ACTION ITEM:
Make an exact copy of all the entries shown below.

[THE RECORDS — start]

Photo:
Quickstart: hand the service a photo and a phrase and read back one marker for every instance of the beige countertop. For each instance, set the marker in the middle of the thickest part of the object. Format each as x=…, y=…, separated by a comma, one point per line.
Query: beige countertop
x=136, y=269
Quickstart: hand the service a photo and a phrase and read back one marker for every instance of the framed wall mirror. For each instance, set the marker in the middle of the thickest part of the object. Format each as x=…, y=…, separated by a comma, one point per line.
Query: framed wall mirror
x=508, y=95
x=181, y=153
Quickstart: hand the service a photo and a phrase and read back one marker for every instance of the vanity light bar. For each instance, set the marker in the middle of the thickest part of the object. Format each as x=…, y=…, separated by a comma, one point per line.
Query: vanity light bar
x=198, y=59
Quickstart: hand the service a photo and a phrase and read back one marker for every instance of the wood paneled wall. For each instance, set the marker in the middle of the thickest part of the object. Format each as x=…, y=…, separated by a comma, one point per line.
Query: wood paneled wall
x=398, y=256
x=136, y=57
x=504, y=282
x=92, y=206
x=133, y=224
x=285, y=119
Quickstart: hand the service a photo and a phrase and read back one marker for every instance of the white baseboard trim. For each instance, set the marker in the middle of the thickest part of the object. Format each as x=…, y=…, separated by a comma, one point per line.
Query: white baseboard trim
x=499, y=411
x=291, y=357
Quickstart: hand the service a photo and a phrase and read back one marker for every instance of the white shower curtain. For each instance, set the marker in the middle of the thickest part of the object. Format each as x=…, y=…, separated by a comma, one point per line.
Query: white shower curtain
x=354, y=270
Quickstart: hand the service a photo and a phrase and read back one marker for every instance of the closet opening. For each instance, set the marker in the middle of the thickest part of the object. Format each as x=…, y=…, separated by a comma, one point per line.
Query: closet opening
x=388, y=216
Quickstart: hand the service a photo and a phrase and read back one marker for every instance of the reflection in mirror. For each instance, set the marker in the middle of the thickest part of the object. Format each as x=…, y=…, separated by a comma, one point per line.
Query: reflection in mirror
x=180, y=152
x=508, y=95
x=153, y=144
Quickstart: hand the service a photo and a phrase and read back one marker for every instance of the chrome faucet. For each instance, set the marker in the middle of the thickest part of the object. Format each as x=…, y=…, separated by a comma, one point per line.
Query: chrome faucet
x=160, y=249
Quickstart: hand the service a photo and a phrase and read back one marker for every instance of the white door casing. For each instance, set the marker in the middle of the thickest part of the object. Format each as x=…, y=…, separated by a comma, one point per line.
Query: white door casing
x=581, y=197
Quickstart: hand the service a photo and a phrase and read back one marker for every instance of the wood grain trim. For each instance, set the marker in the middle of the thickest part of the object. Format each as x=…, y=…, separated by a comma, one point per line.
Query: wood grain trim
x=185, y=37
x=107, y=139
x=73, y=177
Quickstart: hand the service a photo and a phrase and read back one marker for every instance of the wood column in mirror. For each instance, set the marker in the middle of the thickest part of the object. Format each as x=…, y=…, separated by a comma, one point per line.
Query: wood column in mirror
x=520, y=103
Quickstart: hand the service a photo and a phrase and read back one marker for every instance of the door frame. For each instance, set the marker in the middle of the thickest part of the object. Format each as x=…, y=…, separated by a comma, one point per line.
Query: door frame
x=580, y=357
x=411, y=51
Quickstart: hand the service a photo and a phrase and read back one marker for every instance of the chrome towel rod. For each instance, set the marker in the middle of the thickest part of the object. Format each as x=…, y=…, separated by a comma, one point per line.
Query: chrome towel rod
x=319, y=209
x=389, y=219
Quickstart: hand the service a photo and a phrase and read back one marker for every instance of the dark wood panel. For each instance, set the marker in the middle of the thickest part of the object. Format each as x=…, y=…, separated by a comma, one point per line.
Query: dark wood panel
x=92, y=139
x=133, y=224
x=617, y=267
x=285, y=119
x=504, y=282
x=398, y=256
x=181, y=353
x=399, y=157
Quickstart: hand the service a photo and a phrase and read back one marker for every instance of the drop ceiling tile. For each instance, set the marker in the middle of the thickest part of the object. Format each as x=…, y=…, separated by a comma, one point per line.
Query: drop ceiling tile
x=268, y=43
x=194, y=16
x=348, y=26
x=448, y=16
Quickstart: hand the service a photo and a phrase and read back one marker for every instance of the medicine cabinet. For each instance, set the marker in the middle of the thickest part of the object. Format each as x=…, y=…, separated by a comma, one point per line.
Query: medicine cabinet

[THE RECORDS — finish]

EXERCISE ANSWER:
Photo:
Quickstart: hand the service a photo and a phrase and read back one marker for every instance of the beige countertop. For each instance, set the marker in the middle of the thickest part of the object. Format each as x=…, y=…, separated by a comma, one point per line.
Query: beige countertop
x=136, y=269
Quickstart: hand the service a photo and a phrase and read back one marker for every instance of the framed wall mirror. For each instance, set the marker in the middle of the thickest part of the object. Format each as x=…, y=…, separated by a comma, one point per line.
Query: framed wall mirror
x=508, y=95
x=181, y=153
Quickstart: hand the service a photo and a phrase and read back one marker for every instance of the vanity light bar. For each instance, set the marker in the middle of the thickest part of the object. Format each as x=…, y=…, separated by a comma, one point per line.
Query: vanity light bar
x=198, y=59
Quickstart: hand the service a photo and a phrase and read back one marker for every instance of the wood paneled wall. For each instance, set the marker in the middle of the thickest part of the object. Format each as x=…, y=…, separated by a comma, one point per line.
Query: wood paneled wall
x=398, y=256
x=136, y=57
x=504, y=282
x=92, y=206
x=133, y=224
x=285, y=119
Quickstart: hand the service a photo and a phrase and read back one marker for every instance of the white baseboard trim. For each instance, set the marker in the middle of the thickest part of the object. Format each as x=…, y=…, separated by a comma, one point per line.
Query: white baseboard trim
x=499, y=411
x=291, y=357
Quickstart: hand the service a photo and a phrase and read back one marker for every instance of the white shower curtain. For each instance, set the marker in the middle of the thickest part of the object. Format each as x=…, y=…, separated by a comma, one point per line.
Query: white shower curtain
x=354, y=270
Quickstart: hand the service a photo and a phrase and read back one marker for every instance of the closet opening. For each instance, set the marker in the middle of the thickest part of the object. Format each as x=…, y=…, separated by a comma, one point per line.
Query: closet opening
x=388, y=216
Quickstart: hand the service a photo and a phrase and read back one marker for every instance of the reflection in mirror. For each instance, set the marker in the middle of the thickest part of the object. Format each as x=…, y=…, separated by a comma, one point per line.
Query: reflection in mirror
x=180, y=152
x=508, y=95
x=153, y=144
Quickstart: hand the service a photo and a phrase and read back one marker for every instance of the chrome faucet. For each instance, set the marker in the middle of the thickest part of the object. Format each as x=…, y=…, separated by a comma, one point per line.
Query: chrome faucet
x=160, y=249
Quickstart: hand the service a photo and a phrase and read back one marker for every instance of the white door casing. For each instance, set the marker in the middle of the thickest part of the object. Format each as x=…, y=…, separated by a comma, one point per line.
Query: white door casing
x=581, y=197
Quickstart: hand the service a photo and a phrase and read back one marker for every instance of the wood grain trim. For each instance, set the marker in the middle of the thickest part of the object. Format each as x=…, y=…, separated by a comma, one point per line.
Query: wood grain trim
x=185, y=37
x=107, y=139
x=73, y=177
Quickstart: hand the service a photo and a phrase and read back one marker for every instance of the wood column in mirror. For each instance, set the marker in the middle of the thickest part of the object. Format each as x=…, y=…, separated by a comma, one point per line.
Query: wood column in mirror
x=520, y=103
Quickstart: hand the service a photo and a phrase and read back one marker for every instance of the door frame. For each instance, set the marker in the middle of the thickest part of the object. Format each as x=…, y=…, separated by a comma, one point per line.
Query: door frame
x=580, y=357
x=411, y=51
Quickstart: hand the service a photo and a phrase and read back one marker for every instance of the chrome towel rod. For each instance, set the marker in the middle of the thickest part of the object. Format each as x=…, y=…, separated by a comma, one point per line.
Query: chrome towel rod
x=319, y=209
x=389, y=219
Quickstart: hand the service a photo and a phrase and read back one marker for every instance of the dark wood panel. For each instance, set the marker in the middle of the thickest part of the object. Format each as x=…, y=…, separated by a comma, one point per line.
Query: dark wood panel
x=92, y=139
x=133, y=224
x=617, y=267
x=285, y=119
x=504, y=282
x=398, y=256
x=181, y=353
x=399, y=157
Quickstart: hand the service a photo and a phrase and read back one marker for every instance of the drop ceiling tile. For each instance, set the marker in the middle of the thickest part of the object. Format each as x=…, y=…, separated by a comma, one point per line.
Query: drop ceiling tile
x=268, y=43
x=194, y=16
x=348, y=26
x=448, y=16
Quickstart: hand the service a photo and a phrase and read back one marker for every instance of the medicine cabinet. For each instance, set the marker in the middle of the thickest part of the object. Format each as x=…, y=…, separated by a comma, one point per line.
Query: medicine cabinet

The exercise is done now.